Given exercise A —
In the news item on civil society and the Rio principles, what is the full name of the conference referred to as Rio2012?
Given exercise B —
List every person named in the news item on civil society and the Rio principles as a signer of the letter, each with the organization shown beside their name.
Given exercise C —
Carry on writing the news item on civil society and the Rio principles, picking up right after its last sentence.
***** Source passage
Civil society urges EU to strongly support Rio principles
Published on Wed, 2012-06-20 19:33
Five leading civil society international networks urged the European Union (EU) head of State and Government to “demonstrate a commitment” to ensure at Rio2012 “that policies and practices pursued” within and outside the bloc “are consistent with the principles of sustainable development”.
In a letter issued this week, Social Watch, Eurostep, the Arab NGO Network for Development, the Third World Network and LDC Watch urged EU representatives in the UN Conference on Sustainable Development (Rio2012) “to be consistent with the principals and values that it espouses” and to “demonstrate its commitment to fundamental changes in its policy framework based on the principles adopted in Rio 20 years ago”.
“As the Rio2012 Summit reached its conclusion we urge you to ensure that the Opportunity of a Generation is grasped and the decisive measures needed to move towards sustainable development are put in place. These have to be based on the principles adopted in Rio twenty years ago that are essential for fostering equity and sustainable development,” reads the statement.
The text of the letter, signed by Roberto Bissio (Social Watch), Simon Stocker (Eurostep), Ziad Abdel Samad (ANND), Chee Yoke Ling (TWN), and Arjun K. Karki (LDC Watch), reads as follows:
Dear Prime Minister/President,
This week’s Rio+20 Sustainable Development Conference has been identified as the opportunity for a generation for the world’s leaders to adopt a set of agreed measures needed to secure a sustainable world for current and future generations. Continued failure to bridge fundamental differences in the preparatory process of the conference suggest that the prospect for any meaningful conclusion is clearly bleak. Yet the consequences of failure to seize this opportunity are alarming. As scientific assessments clearly indicate, with increasing urgency, the lack of decisive action to address unsustainable practices increases the risk of disastrous consequences impacting on us all.
**********
***** Items
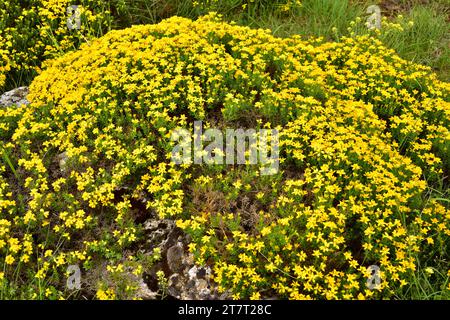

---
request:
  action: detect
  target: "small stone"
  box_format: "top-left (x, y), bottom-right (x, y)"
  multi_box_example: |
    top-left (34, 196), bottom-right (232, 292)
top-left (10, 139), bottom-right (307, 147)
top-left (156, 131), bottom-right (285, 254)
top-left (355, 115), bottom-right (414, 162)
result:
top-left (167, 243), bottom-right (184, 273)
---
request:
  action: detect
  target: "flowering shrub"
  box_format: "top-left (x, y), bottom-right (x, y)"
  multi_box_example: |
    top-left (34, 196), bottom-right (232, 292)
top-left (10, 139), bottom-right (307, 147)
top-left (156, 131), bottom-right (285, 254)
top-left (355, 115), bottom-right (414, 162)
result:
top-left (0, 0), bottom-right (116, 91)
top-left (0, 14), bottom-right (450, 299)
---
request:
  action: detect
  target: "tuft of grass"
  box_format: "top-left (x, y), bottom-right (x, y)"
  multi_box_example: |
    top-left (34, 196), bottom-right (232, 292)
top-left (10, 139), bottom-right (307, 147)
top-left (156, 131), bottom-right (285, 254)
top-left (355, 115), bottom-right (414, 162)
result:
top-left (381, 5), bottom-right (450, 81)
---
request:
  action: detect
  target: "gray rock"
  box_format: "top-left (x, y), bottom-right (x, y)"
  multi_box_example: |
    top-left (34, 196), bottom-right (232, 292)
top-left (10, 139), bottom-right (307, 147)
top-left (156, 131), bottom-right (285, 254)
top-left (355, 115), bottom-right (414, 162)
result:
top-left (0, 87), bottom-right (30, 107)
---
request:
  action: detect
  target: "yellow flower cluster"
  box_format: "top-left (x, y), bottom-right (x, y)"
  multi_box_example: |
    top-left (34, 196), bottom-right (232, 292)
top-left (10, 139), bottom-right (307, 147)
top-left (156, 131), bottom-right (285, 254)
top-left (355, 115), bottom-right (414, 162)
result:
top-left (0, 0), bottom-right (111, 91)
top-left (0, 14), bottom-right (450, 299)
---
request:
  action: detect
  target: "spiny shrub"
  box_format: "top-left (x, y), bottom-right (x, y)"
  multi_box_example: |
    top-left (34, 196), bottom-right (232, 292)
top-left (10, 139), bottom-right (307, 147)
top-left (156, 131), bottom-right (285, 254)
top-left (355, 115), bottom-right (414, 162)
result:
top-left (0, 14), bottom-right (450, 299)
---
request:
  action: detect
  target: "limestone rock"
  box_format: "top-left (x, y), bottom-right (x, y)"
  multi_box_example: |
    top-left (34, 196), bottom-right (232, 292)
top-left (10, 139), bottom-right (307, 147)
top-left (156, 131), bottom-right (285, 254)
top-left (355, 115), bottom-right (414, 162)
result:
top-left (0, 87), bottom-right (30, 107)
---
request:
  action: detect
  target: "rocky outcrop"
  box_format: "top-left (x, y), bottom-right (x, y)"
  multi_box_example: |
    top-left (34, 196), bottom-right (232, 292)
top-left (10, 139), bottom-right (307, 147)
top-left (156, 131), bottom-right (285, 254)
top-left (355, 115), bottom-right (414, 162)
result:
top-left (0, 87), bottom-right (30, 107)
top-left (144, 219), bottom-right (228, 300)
**********
***** Items
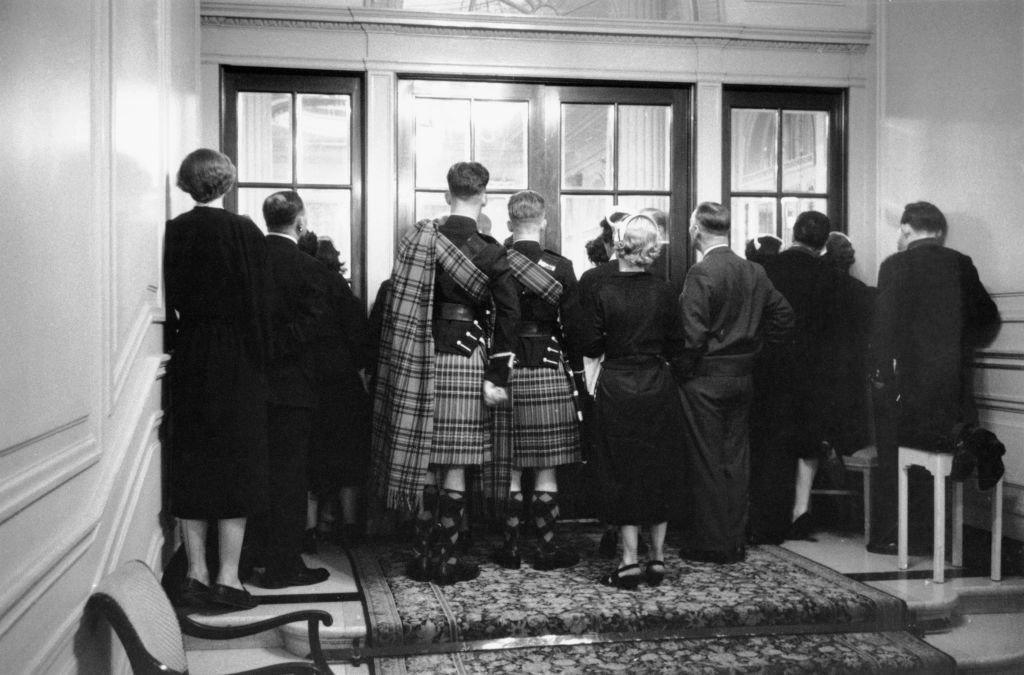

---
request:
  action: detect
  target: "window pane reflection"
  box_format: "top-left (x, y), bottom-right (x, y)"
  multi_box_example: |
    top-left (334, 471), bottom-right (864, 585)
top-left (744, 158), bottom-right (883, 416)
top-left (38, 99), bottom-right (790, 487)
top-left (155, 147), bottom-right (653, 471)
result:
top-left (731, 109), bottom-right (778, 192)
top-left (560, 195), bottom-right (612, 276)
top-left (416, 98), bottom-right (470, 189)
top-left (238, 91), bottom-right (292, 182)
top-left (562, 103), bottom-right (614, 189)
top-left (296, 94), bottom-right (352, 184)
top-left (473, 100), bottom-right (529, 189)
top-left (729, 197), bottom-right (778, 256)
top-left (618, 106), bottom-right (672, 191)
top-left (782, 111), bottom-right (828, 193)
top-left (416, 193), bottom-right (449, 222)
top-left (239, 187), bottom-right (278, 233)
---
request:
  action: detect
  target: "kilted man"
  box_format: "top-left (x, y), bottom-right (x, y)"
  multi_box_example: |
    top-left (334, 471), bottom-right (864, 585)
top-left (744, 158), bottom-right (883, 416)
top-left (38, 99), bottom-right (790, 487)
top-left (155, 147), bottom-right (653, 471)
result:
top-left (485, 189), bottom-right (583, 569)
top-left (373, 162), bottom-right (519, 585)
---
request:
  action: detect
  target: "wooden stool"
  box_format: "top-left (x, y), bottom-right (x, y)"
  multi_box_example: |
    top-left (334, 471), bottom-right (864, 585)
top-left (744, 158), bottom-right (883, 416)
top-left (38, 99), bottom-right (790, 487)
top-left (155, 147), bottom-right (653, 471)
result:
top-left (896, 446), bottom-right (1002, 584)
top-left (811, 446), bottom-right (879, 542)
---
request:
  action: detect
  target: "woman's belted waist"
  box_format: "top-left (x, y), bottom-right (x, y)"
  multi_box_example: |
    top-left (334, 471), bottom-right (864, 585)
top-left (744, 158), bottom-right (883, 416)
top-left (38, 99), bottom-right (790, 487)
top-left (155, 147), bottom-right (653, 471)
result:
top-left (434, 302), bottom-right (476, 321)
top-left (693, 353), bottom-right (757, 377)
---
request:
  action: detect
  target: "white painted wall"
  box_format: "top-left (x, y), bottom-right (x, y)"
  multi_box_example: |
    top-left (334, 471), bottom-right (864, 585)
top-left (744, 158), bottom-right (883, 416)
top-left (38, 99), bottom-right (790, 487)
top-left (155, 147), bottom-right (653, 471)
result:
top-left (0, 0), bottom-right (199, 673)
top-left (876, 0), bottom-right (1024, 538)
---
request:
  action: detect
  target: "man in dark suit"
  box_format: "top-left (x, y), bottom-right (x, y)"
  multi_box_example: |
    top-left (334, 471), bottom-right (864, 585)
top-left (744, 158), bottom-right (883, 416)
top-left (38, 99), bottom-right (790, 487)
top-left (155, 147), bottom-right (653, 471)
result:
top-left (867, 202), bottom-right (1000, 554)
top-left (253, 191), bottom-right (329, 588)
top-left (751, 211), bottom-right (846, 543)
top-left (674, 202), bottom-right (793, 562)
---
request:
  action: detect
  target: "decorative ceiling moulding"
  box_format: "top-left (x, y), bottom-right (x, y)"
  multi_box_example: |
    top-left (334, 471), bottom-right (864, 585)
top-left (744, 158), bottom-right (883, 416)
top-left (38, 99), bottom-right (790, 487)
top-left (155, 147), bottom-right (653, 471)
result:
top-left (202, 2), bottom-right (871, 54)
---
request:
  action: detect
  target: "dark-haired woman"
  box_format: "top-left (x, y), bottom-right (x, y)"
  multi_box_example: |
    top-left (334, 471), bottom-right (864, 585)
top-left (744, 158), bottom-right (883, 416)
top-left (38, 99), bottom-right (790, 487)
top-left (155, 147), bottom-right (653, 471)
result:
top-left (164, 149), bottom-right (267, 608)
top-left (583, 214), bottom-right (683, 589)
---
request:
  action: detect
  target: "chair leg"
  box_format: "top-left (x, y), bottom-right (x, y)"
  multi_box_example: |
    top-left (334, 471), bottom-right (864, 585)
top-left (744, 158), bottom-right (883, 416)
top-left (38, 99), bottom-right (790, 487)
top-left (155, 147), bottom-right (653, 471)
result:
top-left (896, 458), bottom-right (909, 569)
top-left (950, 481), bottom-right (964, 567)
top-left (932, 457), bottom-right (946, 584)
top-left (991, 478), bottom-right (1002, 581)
**********
***** Items
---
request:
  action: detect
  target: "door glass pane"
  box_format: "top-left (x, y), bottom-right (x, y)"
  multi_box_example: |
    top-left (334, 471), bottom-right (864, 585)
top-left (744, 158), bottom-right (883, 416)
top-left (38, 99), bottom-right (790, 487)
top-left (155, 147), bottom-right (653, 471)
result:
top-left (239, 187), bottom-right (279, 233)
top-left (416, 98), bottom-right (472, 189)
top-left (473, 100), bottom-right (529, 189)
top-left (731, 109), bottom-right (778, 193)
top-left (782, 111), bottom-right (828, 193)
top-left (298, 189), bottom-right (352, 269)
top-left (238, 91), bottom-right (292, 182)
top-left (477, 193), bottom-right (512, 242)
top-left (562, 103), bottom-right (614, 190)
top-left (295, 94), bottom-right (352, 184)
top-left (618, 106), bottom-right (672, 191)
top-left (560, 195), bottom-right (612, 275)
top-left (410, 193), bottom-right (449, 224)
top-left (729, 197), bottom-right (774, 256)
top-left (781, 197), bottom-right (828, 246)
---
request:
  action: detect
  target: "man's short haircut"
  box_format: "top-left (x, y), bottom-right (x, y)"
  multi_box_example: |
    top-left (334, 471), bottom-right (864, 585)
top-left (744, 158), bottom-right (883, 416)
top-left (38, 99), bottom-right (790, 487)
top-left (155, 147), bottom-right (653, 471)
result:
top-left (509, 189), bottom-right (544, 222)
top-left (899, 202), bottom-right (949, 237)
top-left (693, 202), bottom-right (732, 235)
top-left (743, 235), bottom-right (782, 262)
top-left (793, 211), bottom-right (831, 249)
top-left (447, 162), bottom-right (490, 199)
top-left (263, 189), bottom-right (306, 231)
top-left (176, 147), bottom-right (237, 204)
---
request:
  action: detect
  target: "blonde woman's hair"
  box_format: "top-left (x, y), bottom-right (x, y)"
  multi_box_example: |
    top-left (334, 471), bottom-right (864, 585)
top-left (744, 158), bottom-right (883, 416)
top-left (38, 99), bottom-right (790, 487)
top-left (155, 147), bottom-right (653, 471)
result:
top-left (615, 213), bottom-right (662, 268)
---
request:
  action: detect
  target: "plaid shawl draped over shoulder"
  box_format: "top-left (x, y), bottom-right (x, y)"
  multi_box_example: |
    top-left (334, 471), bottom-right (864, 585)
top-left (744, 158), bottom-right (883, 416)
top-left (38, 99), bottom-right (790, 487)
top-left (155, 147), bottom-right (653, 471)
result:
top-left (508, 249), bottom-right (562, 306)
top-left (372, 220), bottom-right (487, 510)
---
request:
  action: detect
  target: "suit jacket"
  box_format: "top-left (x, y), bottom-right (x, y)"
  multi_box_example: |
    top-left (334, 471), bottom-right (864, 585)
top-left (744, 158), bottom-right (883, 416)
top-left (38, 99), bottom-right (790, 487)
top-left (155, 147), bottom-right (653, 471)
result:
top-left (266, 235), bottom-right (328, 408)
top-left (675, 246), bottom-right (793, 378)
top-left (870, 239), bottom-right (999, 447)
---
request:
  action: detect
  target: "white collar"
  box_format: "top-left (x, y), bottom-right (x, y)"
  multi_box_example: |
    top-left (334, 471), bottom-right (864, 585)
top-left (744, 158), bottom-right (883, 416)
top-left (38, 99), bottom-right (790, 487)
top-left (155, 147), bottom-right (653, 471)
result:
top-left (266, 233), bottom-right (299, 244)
**********
Written reply A —
The UN Conference on Sustainable Development.

Written reply B —
- Roberto Bissio (Social Watch)
- Simon Stocker (Eurostep)
- Ziad Abdel Samad (ANND)
- Chee Yoke Ling (TWN)
- Arjun K. Karki (LDC Watch)

Written reply C —
It is clear that the negotiating positions towards an agreed outcome of Rio+20 are substantially informed by national interests to secure and safeguard the access and use of natural resources for economic recovery and growth. While recognising current economic challenges, and the importance of a viable economy, contentious competition over the Earth’s limited resources cannot lead to sustainable development. On the contrary it will reduce future options for achieving sustainability.
The EU has championed itself as an ambitious UN partner and has devoted much of its energy in trying to convince other UN members, in particular developing countries, to agree to implement green economy strategies. Without doubt the use of more efficient ecological practices is a vital component to promoting sustainability, but it can only be part of the solution. The need to diminish inequalities between nations and within societies has become increasingly paramount, through effective approaches to economic and social inclusion that go beyond mere rhetoric. Sustainable development in which these are embraced cannot be achieved without radical reforms in approaches to economic development. The concept of a green economy in which these are not fully reflected will not address the root causes of the crisis, nor fundamentally tackle inequalities and power imbalances. It is more likely to foster continued contention over natural resources, enabling corporate interests to be the main beneficiaries. Nor would they sufficiently regulate corporate sector activities.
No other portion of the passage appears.